(ОТРЫВОК)
-=-=-=-=-
Всеволод Михаилович Гаршин*
Литературный портрет
В октябрьской книжке «Отечественных записок» 1877 года появился рассказ «Четыре дня», подписанный неизвестным тогда именем Вс. Гаршина. Это был эпизод из только что закончившейся русско- турецкой войны. Интеллигентный человек, рядовой, раненный во время стычки с турецким отрядом, падает в кустах обок с убитым им же феллахом. Только на четвертый день его поднимают санитары и уносят в госпиталь. Чувства, мысли, впечатления раненого за эти четыре дня и составляли все содержание небольшого рассказа. Но они были выражены с такой художественной простотой и силой, что никому до тех пор не известное имя молодого автора сразу засверкало над тогдашним литературным горизонтом яркой звездой, привлекавшей с тех пор внимание, надежды и симпатии образованного русского общества.
Всеволод Михайлович Гаршин происходил из старой дворянской семьи. По семейному преданию, родоначальник ее, мурза Горша, вышел из Золотой орды при Иване III. «Дед мой (по отцу), — писал Всеволод Гаршин в своей автобиографии[115],— был человек жестокий, крутой и властный: порол мужиков, пользовался правом primae noctis[116] и обливал кипятком фруктовые деревья непокорных однодворцев». Отец представлял резкую противоположность. Он кончил 1-ю московскую гимназию, слушал два года лекции в Московском университете и, поступив в кирасиры, отличался необычной для николаевской военной среды гуманностью в обращении с солдатами. Дед Гаршина с материнской стороны, отставной моряк Акимов, тоже представлял резкое исключение в тогдашней среде. В 1843 году, когда на юго-востоке России чуть не все население вымирало от голода и цинги, Акимов заложил имение и на занятые деньги привез «из России» большое количество хлеба, которое и раздавал крестьянам, своим и чужим.
Всеволод Гаршин родился (третьим ребенком) в Бахмутском уезде 2 февраля 1855 года. Первые жизненные впечатления дала ему военная среда. «Как сквозь сон, помню, — пишет он в той же автобиографической заметке, — полковую обстановку, огромных рыжих коней и огромных людей в латах, белых с голубым колетах и волосатых касках. Вместе с полком мы часто переезжали с места на место». Много смутных воспоминаний осталось от этого времени в памяти ребенка, и, вероятно, впоследствии они послужили фоном для новых впечатлений этого же рода; почти треть рассказов Гаршина посвящена военным темам.
-=-=-=-=-
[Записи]
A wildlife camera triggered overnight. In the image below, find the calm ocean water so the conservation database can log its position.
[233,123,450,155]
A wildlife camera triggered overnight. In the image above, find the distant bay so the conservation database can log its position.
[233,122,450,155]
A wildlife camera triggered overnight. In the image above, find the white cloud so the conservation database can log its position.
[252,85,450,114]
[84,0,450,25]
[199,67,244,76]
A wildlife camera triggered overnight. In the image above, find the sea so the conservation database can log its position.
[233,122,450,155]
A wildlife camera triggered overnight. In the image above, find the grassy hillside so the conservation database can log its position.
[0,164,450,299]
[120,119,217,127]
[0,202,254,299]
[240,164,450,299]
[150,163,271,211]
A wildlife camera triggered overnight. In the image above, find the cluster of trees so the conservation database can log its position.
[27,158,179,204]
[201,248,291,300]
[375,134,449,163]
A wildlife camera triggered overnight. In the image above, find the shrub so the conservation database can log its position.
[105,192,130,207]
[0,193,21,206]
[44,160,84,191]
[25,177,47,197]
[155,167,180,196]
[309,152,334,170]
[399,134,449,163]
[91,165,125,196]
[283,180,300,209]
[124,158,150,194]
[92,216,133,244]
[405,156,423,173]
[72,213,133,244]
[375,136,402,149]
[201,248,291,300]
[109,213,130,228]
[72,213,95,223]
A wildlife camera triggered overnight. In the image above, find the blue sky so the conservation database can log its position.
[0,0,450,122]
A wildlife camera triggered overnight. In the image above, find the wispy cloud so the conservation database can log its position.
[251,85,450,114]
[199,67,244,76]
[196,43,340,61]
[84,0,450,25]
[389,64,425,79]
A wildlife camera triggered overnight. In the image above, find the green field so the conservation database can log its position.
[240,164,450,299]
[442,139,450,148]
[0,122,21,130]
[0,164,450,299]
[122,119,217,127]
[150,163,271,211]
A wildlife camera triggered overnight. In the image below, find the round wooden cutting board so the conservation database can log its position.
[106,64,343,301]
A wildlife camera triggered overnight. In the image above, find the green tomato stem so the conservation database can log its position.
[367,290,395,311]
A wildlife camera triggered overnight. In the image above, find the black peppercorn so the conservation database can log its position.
-=-=-=-=-
(ЗАДАНИЕ 1) Перепишите слово в слово фрагмент отрывка о Гаршине, который открывается словами «Всеволод Михаилович Гаршин*» и завершается словами «образованного русского общества.».
(ЗАДАНИЕ 2) Обновите строки записей, начиная со строки, содержащей «find the sea», и заканчивая строкой, содержащей «[375,134,449,163]», включительно: замените «conservation database» на «wildlife registry», всё прочее оставьте как есть. Выведите только эти строки.

(ОТВЕТ 1)
Всеволод Михаилович Гаршин*
Литературный портрет
В октябрьской книжке «Отечественных записок» 1877 года появился рассказ «Четыре дня», подписанный неизвестным тогда именем Вс. Гаршина. Это был эпизод из только что закончившейся русско- турецкой войны. Интеллигентный человек, рядовой, раненный во время стычки с турецким отрядом, падает в кустах обок с убитым им же феллахом. Только на четвертый день его поднимают санитары и уносят в госпиталь. Чувства, мысли, впечатления раненого за эти четыре дня и составляли все содержание небольшого рассказа. Но они были выражены с такой художественной простотой и силой, что никому до тех пор не известное имя молодого автора сразу засверкало над тогдашним литературным горизонтом яркой звездой, привлекавшей с тех пор внимание, надежды и симпатии образованного русского общества.

(ОТВЕТ 2)
A wildlife camera triggered overnight. In the image above, find the sea so the wildlife registry can log its position.
[233,122,450,155]
A wildlife camera triggered overnight. In the image above, find the grassy hillside so the wildlife registry can log its position.
[0,164,450,299]
[120,119,217,127]
[0,202,254,299]
[240,164,450,299]
[150,163,271,211]
A wildlife camera triggered overnight. In the image above, find the cluster of trees so the wildlife registry can log its position.
[27,158,179,204]
[201,248,291,300]
[375,134,449,163]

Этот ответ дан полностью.